Work to complete:
When a line of the records below contains the string "stone", copy that whole line.

Data for processing:
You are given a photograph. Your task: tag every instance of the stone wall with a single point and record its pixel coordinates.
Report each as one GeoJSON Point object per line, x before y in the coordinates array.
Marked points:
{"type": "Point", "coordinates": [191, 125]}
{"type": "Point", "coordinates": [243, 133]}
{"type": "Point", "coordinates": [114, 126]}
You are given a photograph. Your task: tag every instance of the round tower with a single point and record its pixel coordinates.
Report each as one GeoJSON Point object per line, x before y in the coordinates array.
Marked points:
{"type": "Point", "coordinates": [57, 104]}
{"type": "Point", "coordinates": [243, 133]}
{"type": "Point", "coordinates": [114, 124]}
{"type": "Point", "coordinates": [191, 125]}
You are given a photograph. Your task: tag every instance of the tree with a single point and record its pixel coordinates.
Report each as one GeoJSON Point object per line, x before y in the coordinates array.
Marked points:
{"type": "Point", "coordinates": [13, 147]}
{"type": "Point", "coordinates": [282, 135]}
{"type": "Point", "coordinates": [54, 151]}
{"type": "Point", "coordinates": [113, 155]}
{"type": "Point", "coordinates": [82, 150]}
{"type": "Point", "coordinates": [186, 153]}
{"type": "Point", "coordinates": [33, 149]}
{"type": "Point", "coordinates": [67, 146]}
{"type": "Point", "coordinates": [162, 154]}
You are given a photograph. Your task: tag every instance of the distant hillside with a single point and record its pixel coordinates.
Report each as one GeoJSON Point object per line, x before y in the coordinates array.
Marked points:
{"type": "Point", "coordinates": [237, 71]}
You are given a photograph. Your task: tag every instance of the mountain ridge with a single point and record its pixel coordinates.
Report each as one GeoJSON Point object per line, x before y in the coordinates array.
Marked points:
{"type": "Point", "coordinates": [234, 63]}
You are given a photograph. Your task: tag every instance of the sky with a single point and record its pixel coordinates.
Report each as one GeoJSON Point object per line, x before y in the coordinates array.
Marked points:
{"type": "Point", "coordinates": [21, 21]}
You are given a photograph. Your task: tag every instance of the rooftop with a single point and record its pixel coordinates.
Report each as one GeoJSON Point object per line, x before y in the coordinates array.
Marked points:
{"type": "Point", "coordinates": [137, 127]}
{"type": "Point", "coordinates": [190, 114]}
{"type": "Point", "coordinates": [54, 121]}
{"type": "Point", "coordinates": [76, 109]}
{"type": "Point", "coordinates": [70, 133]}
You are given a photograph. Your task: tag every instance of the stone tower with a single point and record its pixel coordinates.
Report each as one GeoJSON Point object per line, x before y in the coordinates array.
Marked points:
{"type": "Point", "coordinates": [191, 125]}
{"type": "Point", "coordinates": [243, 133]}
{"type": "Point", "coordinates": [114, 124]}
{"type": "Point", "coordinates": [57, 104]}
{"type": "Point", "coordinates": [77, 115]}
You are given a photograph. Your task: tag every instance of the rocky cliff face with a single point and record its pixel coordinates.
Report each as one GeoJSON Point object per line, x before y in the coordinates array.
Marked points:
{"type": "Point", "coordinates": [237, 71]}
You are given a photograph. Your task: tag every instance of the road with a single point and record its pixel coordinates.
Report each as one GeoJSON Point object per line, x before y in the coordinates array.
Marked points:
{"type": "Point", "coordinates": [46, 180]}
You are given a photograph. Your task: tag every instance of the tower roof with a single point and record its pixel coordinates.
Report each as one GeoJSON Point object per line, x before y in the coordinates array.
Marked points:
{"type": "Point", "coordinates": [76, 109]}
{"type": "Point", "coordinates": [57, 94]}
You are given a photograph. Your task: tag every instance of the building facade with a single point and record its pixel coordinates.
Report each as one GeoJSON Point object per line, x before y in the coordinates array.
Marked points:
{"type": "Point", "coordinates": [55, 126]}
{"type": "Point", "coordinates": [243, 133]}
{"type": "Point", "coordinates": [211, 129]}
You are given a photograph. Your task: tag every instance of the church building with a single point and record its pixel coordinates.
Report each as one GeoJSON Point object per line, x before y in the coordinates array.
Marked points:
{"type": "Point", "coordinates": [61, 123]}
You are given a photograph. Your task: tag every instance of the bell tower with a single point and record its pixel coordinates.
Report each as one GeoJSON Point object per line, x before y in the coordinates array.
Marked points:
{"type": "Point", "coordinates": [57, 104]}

Written solution:
You are given a photograph. Your task: tag every instance of the stone wall with a single point and record its pixel coordinates.
You are given a photograph. Your task: tag every instance of the stone tower with a single point and record its pixel coordinates.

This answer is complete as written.